- _Directions for this task_
Print each entry verbatim.
════════════════════
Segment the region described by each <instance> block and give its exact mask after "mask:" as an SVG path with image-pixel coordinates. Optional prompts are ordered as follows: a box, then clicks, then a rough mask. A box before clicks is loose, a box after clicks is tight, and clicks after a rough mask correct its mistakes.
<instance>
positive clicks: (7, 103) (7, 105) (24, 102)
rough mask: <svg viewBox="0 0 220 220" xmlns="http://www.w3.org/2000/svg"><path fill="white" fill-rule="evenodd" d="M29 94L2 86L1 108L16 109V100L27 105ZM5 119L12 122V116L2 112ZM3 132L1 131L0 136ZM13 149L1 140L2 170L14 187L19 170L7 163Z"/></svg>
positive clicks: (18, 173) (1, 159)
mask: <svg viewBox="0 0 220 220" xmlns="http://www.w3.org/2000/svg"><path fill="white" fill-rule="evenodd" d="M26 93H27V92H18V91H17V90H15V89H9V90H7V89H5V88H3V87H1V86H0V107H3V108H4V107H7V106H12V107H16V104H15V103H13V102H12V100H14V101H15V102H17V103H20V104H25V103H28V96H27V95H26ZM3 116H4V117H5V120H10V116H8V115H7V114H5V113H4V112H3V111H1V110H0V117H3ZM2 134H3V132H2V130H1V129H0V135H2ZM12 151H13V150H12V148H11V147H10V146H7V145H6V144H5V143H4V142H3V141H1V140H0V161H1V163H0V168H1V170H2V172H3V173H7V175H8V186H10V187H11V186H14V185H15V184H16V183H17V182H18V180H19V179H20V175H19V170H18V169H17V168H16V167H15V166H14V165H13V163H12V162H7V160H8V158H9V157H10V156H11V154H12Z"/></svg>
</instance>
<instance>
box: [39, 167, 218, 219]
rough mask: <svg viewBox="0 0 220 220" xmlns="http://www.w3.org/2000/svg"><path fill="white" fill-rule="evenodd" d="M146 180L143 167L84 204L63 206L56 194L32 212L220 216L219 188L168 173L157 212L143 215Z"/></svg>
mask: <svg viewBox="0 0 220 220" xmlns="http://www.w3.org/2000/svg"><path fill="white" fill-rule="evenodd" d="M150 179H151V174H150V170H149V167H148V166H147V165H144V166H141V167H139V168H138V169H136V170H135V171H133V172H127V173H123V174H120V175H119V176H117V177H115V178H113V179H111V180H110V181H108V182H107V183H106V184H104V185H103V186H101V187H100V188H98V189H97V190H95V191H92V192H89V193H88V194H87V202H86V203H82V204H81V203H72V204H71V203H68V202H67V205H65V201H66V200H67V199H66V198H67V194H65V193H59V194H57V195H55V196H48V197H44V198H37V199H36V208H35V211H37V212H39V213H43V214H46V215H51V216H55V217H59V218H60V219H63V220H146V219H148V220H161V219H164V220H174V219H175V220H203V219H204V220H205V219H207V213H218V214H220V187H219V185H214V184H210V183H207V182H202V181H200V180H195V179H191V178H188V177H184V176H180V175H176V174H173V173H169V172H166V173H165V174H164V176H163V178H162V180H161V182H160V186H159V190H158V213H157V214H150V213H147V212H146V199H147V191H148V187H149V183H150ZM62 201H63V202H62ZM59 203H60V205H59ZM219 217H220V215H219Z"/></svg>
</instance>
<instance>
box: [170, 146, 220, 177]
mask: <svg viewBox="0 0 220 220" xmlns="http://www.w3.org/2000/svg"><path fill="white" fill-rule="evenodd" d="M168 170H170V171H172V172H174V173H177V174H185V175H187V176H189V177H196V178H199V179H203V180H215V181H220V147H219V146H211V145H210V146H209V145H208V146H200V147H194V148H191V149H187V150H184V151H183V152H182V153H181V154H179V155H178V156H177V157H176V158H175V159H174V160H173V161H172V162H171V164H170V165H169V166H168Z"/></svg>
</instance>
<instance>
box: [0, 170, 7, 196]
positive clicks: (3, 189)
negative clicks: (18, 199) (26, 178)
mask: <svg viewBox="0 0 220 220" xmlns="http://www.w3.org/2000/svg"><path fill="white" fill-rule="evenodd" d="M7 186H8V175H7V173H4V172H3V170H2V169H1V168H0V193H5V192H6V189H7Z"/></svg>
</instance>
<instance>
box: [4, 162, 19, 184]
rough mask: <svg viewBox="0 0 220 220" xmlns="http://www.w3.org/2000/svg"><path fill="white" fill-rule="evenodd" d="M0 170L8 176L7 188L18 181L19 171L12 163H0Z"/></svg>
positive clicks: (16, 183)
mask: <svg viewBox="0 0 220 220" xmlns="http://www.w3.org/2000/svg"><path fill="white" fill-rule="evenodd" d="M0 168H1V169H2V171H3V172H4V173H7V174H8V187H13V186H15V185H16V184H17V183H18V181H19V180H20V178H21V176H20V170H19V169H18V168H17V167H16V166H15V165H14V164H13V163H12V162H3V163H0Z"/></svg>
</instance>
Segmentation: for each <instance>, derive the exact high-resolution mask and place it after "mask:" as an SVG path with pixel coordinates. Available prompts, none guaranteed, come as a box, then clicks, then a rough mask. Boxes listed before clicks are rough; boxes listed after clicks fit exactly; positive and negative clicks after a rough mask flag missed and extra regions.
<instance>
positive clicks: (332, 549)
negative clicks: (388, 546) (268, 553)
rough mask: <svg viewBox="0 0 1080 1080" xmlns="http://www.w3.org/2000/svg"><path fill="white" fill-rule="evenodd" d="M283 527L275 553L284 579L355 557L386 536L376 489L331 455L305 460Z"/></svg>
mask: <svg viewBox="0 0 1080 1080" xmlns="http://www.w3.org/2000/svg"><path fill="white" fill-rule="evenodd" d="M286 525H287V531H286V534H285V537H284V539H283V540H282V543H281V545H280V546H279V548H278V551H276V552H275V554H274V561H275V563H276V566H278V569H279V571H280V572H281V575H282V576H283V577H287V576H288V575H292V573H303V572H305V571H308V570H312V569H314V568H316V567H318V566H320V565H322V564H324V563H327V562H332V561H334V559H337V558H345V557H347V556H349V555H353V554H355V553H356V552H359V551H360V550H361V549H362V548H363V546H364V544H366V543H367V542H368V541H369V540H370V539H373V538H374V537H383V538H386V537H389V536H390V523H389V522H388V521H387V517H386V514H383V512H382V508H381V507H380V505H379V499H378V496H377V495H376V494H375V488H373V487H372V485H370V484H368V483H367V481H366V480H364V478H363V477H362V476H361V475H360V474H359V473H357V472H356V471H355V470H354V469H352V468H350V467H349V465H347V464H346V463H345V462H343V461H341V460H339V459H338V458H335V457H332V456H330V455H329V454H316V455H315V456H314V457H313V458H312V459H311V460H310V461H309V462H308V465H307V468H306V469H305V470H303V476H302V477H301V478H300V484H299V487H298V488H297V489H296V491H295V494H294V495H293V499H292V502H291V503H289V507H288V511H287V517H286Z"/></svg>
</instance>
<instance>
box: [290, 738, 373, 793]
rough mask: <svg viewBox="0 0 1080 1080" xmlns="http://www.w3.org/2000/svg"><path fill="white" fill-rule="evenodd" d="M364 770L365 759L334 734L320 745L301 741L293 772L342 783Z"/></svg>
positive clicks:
════════════════════
- _Task response_
Segment the region described by each <instance> block and give its exact mask after "mask:" as an SVG path with image-pixel coordinates. Optional prompts are ordered as follows: a box, then clicks, then a rough mask. A box before clicks is loose, a box after clicks is tight, and clicks after a rough mask correct its mistakes.
<instance>
positive clicks: (7, 103) (7, 105) (24, 102)
rough mask: <svg viewBox="0 0 220 220" xmlns="http://www.w3.org/2000/svg"><path fill="white" fill-rule="evenodd" d="M29 94L2 86L1 108L16 109V100L27 105ZM5 119L12 122V116L2 112ZM3 132L1 131L0 136ZM13 149L1 140L2 170L14 187L19 170L7 163Z"/></svg>
positive clicks: (18, 173) (1, 159)
mask: <svg viewBox="0 0 220 220" xmlns="http://www.w3.org/2000/svg"><path fill="white" fill-rule="evenodd" d="M26 93H27V92H18V91H17V90H15V89H9V90H7V89H5V88H3V87H1V86H0V107H3V108H4V107H7V106H12V107H16V104H15V103H13V102H12V100H14V101H15V102H17V103H20V104H25V103H28V96H27V95H26ZM3 116H4V117H5V120H10V116H8V115H7V114H5V113H4V112H3V111H1V110H0V117H3ZM2 134H3V132H2V130H1V129H0V135H2ZM12 151H13V150H12V148H11V147H10V146H7V145H6V144H5V143H4V142H3V141H1V140H0V161H1V163H0V168H1V170H2V172H3V173H7V175H8V186H10V187H11V186H14V185H15V184H16V183H17V182H18V180H19V179H20V175H19V170H18V169H17V168H16V167H15V166H14V165H13V163H12V162H7V160H8V158H9V157H10V156H11V154H12Z"/></svg>
</instance>
<instance>
box: [39, 167, 218, 219]
rough mask: <svg viewBox="0 0 220 220" xmlns="http://www.w3.org/2000/svg"><path fill="white" fill-rule="evenodd" d="M146 180L143 167L84 204L63 206L56 194L32 212L220 216L219 188L168 173L157 212L143 215Z"/></svg>
mask: <svg viewBox="0 0 220 220" xmlns="http://www.w3.org/2000/svg"><path fill="white" fill-rule="evenodd" d="M150 179H151V174H150V170H149V167H148V166H147V165H144V166H141V167H139V168H138V169H136V170H135V171H133V172H127V173H123V174H120V175H119V176H117V177H115V178H113V179H111V180H110V181H108V182H107V183H106V184H104V185H103V186H101V187H100V188H98V189H97V190H95V191H92V192H89V193H88V194H87V202H86V203H82V204H81V203H72V204H71V203H68V202H67V205H65V201H66V200H67V199H66V198H67V194H65V193H59V194H57V195H55V196H48V197H44V198H37V199H36V208H35V211H37V212H39V213H43V214H46V215H51V216H55V217H59V218H60V219H63V220H146V219H148V220H161V219H164V220H174V219H175V220H203V219H204V220H205V219H207V213H218V214H220V187H219V185H214V184H210V183H207V182H202V181H200V180H195V179H191V178H188V177H184V176H180V175H176V174H173V173H169V172H166V173H165V174H164V176H163V178H162V180H161V182H160V186H159V190H158V213H157V214H150V213H147V212H146V199H147V191H148V187H149V183H150ZM62 201H63V202H62ZM59 203H60V205H59ZM219 217H220V215H219Z"/></svg>
</instance>
<instance>
box: [170, 146, 220, 177]
mask: <svg viewBox="0 0 220 220" xmlns="http://www.w3.org/2000/svg"><path fill="white" fill-rule="evenodd" d="M168 170H170V171H172V172H174V173H177V174H185V175H187V176H189V177H196V178H199V179H203V180H215V181H220V147H219V146H211V145H210V146H209V145H208V146H200V147H194V148H191V149H187V150H184V151H183V152H182V153H181V154H179V155H178V156H177V157H176V158H175V159H174V160H173V161H172V162H171V164H170V165H169V166H168Z"/></svg>
</instance>
<instance>
box: [0, 170, 7, 196]
positive clicks: (3, 189)
negative clicks: (18, 199) (26, 178)
mask: <svg viewBox="0 0 220 220" xmlns="http://www.w3.org/2000/svg"><path fill="white" fill-rule="evenodd" d="M7 186H8V175H7V173H4V172H3V170H2V169H1V168H0V193H5V192H6V189H7Z"/></svg>
</instance>
<instance>
box: [4, 162, 19, 184]
rough mask: <svg viewBox="0 0 220 220" xmlns="http://www.w3.org/2000/svg"><path fill="white" fill-rule="evenodd" d="M0 170L8 176L7 188L18 181L19 171L12 163H0Z"/></svg>
positive clicks: (16, 183)
mask: <svg viewBox="0 0 220 220" xmlns="http://www.w3.org/2000/svg"><path fill="white" fill-rule="evenodd" d="M0 168H1V169H2V171H3V172H4V173H7V174H8V187H13V186H15V185H16V184H17V183H18V181H19V180H20V178H21V176H20V170H19V169H18V168H17V167H16V166H15V165H14V164H13V163H12V162H3V163H0Z"/></svg>
</instance>
Segmentation: for each <instance>, derive the exact high-resolution mask and place it after "mask:" as an SVG path with pixel coordinates. Available prompts, none guaranteed, come as a box, then clicks, then a rough mask. Boxes listed before clicks are rough; boxes listed after clicks fit exactly; positive and negative clicks after a rough mask flag missed and extra regions.
<instance>
positive clicks: (332, 549)
negative clicks: (388, 546) (268, 553)
rough mask: <svg viewBox="0 0 1080 1080" xmlns="http://www.w3.org/2000/svg"><path fill="white" fill-rule="evenodd" d="M283 527L275 553L284 579L355 557L386 536L376 489L331 455L305 460Z"/></svg>
mask: <svg viewBox="0 0 1080 1080" xmlns="http://www.w3.org/2000/svg"><path fill="white" fill-rule="evenodd" d="M286 525H287V531H286V534H285V537H284V539H283V540H282V543H281V545H280V546H279V548H278V551H276V552H275V554H274V561H275V563H276V566H278V569H279V571H280V572H281V575H282V576H283V577H287V576H288V575H292V573H303V572H305V571H308V570H312V569H314V568H316V567H318V566H320V565H322V564H324V563H327V562H332V561H334V559H337V558H345V557H347V556H349V555H353V554H355V553H356V552H359V551H360V550H361V549H362V548H363V546H364V544H366V543H367V542H368V541H369V540H370V539H373V538H374V537H383V538H386V537H389V536H390V523H389V522H388V521H387V517H386V514H383V512H382V508H381V507H380V505H379V499H378V496H377V495H376V494H375V488H373V487H372V485H370V484H368V483H367V481H366V480H364V478H363V477H362V476H361V475H360V474H359V473H357V472H356V471H355V470H354V469H352V468H350V467H349V465H347V464H346V463H345V462H343V461H341V460H339V459H338V458H335V457H332V456H330V455H329V454H316V455H315V456H314V457H313V458H312V459H311V460H310V461H309V462H308V465H307V468H306V469H305V470H303V476H302V477H301V478H300V484H299V487H298V488H297V489H296V491H295V494H294V495H293V499H292V502H291V503H289V507H288V511H287V517H286Z"/></svg>
</instance>
<instance>
box: [290, 738, 373, 793]
rough mask: <svg viewBox="0 0 1080 1080" xmlns="http://www.w3.org/2000/svg"><path fill="white" fill-rule="evenodd" d="M364 770L365 759L334 734L320 745L301 741L293 772L342 783Z"/></svg>
positive clicks:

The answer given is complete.